## SET EXERCISE 1
Check three statements against the forum thread on Julia's speed. Answer yes or no for each and quote the words from the thread that settle it. (a) The poster's Macbook Pro is from 2009. (b) The poster timed Maxima at 870 seconds. (c) In the example, f is set to 1+x+y.
## SET EXERCISE 2
Pick up the forum thread on Julia's speed after its final sentence and carry it on.

## PROVIDED TEXT
□ □ □

Where does Julia (ecosystem) provide the greatest speedup, and where does it lag the most behind (compared to e.g. Python)?

I enjoyed reading some of your papers on CAS in the 1990s. Time flies.

1 Like

Thanks for a pointer to that video! It even mentions me!

But it isn’t really correct, at least with respect to Maxima. As I said, people sometimes think they are comparing apples to apples, and yet the programs they are comparing do quite different things, and at different times. John Lapeyre claims a time, for symengine.jl to do a task of 3.8 seconds and an astonishing 870 seconds for Maxima.

I don’t know what computer is being used, but on my Macbook Pro from 2009, 2.66 GHz 8GB ram, Maxima version 5.41 (easily downloaded as binary, source, etc. so you can run it yourself) in SBCL lisp,

the time is not 870 seconds. It is 0.372 seconds.

It appears Maxima is 10x faster than symengine, (though on different machines.)

Here is the example. Let f = 1+x+y+z. Let p= f^20 with all coefficients explicitly computed.
Time the multiplication of p*(p+1), again with all coefficients explicitly computed.

□ □ □

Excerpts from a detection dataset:
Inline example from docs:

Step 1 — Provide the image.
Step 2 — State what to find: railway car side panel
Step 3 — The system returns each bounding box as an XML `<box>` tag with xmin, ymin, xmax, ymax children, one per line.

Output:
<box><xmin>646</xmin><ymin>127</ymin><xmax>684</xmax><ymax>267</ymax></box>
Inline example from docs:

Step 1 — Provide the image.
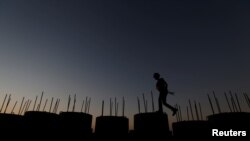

□ □ □

## EXERCISE RESULT 1
(a) Yes: "my Macbook Pro from 2009"
(b) No: "the time is not 870 seconds. It is 0.372 seconds."
(c) No: "Let f = 1+x+y+z."

## EXERCISE RESULT 2
The script, in Maxima, is
showtime:all$
f:x+y+z+1$
p:rat(f) q:p*p+1
How to make this slower? Well, you could include the display time for the result, which has 12,341 terms.
Or you could use the “expand” command, which does numerous additional computations other than polynomial multiplication, uses a very general tree expression form, and spends time simplifying already simplified subexpressions as they are generated.

The right way to do this is to use the command rat(), which converts to a canonical rational/polynomial form (the only form available in those allegedly fast systems), and does the multiplication, using the knowledge that there are no additional simplifications possible for terms like x^3y^10z^7.

So it is not that lisp is slow, it is that Maxima is being asked to do something quite a bit more general, but for this specific case results in the same answer. The documentation for the command expand() specifically says to use ratexpand() for polynomials… I used rat() which leaves the internal recursive form alone; ratexpand() in this example splays out the result into a sum of terms. Ratexpand() is somewhat slower… 0.611 second.

i would expect Reduce, asked a similar correctly phrased question, to respond at least as fast.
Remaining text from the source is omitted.